Scan the lines below for "green" and copy the matches.

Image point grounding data

►

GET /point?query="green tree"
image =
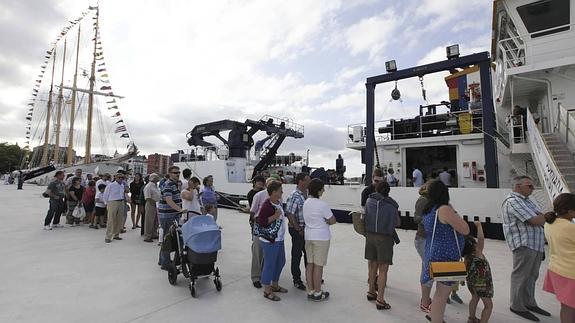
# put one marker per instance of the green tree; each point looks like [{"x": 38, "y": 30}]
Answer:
[{"x": 10, "y": 156}]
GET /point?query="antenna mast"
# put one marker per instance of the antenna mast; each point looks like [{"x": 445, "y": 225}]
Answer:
[
  {"x": 88, "y": 157},
  {"x": 59, "y": 110},
  {"x": 70, "y": 150},
  {"x": 49, "y": 106}
]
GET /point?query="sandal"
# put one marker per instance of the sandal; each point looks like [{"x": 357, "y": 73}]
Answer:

◄

__ANSWER BELOW__
GET /point?query="green tree"
# put one marker per instance of the green tree; each point looks like [{"x": 38, "y": 30}]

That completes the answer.